Tally the lines in the entries below that contain the word "Target", and reply with that number alone.
──────── Provided data
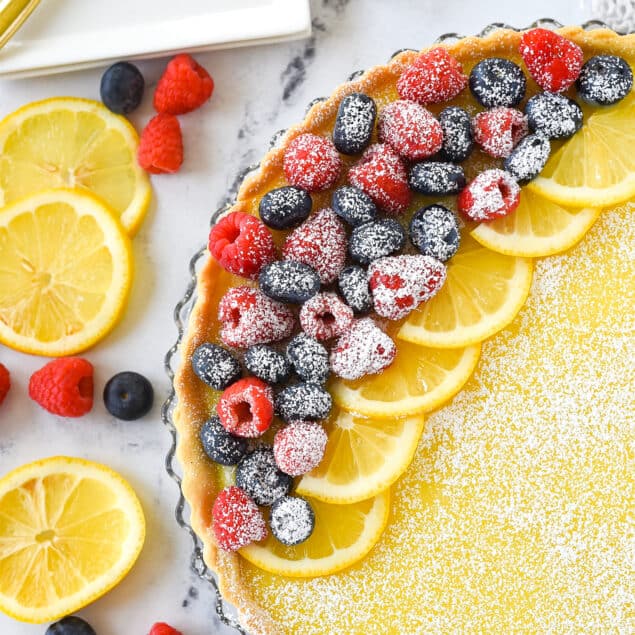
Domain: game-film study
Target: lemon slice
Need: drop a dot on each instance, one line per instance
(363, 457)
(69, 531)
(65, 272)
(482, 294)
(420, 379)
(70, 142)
────────────────
──────── Provided data
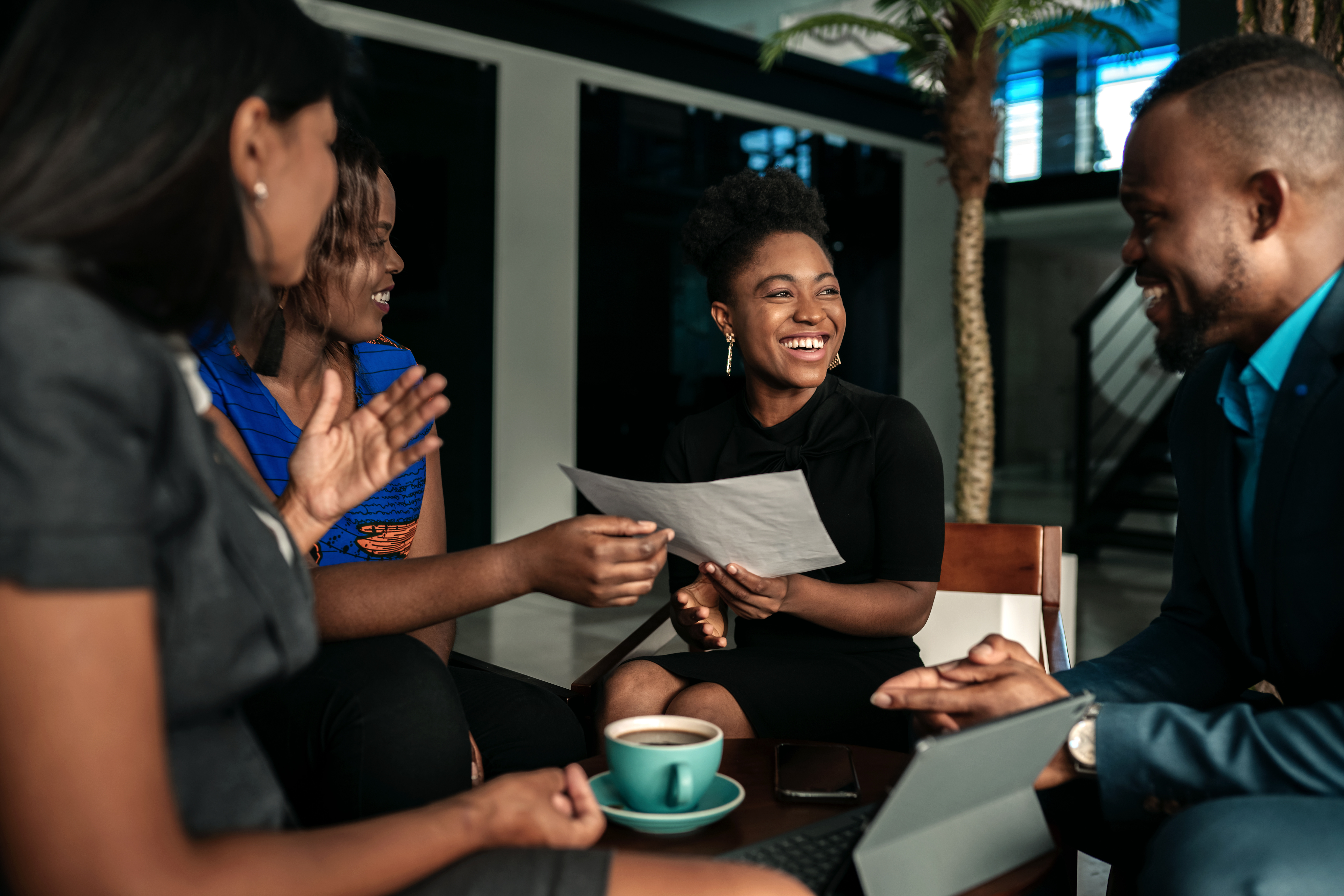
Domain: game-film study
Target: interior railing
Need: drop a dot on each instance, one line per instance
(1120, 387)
────────────────
▶ **Answer in full**: 2